## Instructions to follow
Give back the entire listing exactly as it was provided.

**** Stored data ****

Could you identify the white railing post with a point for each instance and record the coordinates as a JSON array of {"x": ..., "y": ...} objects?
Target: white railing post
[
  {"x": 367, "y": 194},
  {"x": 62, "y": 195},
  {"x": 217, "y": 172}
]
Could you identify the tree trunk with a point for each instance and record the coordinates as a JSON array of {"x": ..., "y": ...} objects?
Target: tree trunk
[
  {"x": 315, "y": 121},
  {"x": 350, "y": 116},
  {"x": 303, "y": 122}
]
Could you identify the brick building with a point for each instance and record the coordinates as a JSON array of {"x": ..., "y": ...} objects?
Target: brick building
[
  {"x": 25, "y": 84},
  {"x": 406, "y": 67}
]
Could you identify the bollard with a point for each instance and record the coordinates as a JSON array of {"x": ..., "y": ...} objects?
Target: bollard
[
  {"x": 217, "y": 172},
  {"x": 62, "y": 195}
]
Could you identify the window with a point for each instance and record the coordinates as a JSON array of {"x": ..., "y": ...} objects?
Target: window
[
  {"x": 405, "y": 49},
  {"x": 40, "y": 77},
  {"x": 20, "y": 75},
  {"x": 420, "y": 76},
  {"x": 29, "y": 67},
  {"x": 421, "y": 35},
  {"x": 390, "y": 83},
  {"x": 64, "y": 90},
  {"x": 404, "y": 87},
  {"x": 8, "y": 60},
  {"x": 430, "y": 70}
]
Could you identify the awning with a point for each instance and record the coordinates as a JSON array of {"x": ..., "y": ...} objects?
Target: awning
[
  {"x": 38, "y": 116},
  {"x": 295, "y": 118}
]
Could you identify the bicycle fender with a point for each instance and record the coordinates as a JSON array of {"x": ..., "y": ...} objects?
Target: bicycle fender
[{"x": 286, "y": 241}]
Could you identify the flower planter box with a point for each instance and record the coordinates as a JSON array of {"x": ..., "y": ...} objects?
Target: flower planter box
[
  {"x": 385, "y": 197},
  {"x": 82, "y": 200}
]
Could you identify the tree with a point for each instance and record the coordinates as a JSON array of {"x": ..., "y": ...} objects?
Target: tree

****

## Response to this exercise
Could you identify the white railing post with a point for each instance and record the coordinates as a JSON array of {"x": ..., "y": ...} objects?
Target: white railing post
[
  {"x": 367, "y": 194},
  {"x": 62, "y": 195},
  {"x": 217, "y": 172}
]
Could you identify the tree trunk with a point for each instance and record the coordinates as a JSON array of {"x": ..., "y": ...} objects?
Target: tree trunk
[
  {"x": 315, "y": 121},
  {"x": 350, "y": 116},
  {"x": 303, "y": 122}
]
Could you identify the brick building with a point for each instance and record the coordinates as a JSON array of {"x": ..., "y": ...} objects?
Target: brick building
[
  {"x": 25, "y": 84},
  {"x": 406, "y": 67}
]
Could you identify the bollard with a point for each instance and record the coordinates as a JSON array of {"x": ..., "y": ...} objects?
Target: bollard
[
  {"x": 217, "y": 172},
  {"x": 62, "y": 195}
]
Could you identify the window with a point for each instance and record the coordinates as a JSON array of {"x": ..., "y": ...} objects?
Target: window
[
  {"x": 405, "y": 49},
  {"x": 40, "y": 77},
  {"x": 20, "y": 75},
  {"x": 420, "y": 76},
  {"x": 29, "y": 67},
  {"x": 421, "y": 35},
  {"x": 390, "y": 83},
  {"x": 64, "y": 90},
  {"x": 404, "y": 87},
  {"x": 8, "y": 60},
  {"x": 430, "y": 70}
]
Could you identify the awning with a point for each instance and record the coordinates as a JSON array of {"x": ..., "y": ...} objects?
Target: awning
[
  {"x": 38, "y": 116},
  {"x": 295, "y": 118}
]
Could you identify the bicycle fender with a point for each instance and record the coordinates as a JSON array of {"x": ..., "y": ...} objects?
Target: bicycle fender
[{"x": 286, "y": 241}]
Could you identify the flower planter box with a point for each instance and record the coordinates as a JSON array of {"x": ..., "y": ...} objects?
Target: flower planter box
[
  {"x": 385, "y": 197},
  {"x": 82, "y": 200}
]
Could you identify the tree with a point for each instance and record the coordinates as a JSON array of {"x": ..., "y": ...} objects?
Target: tree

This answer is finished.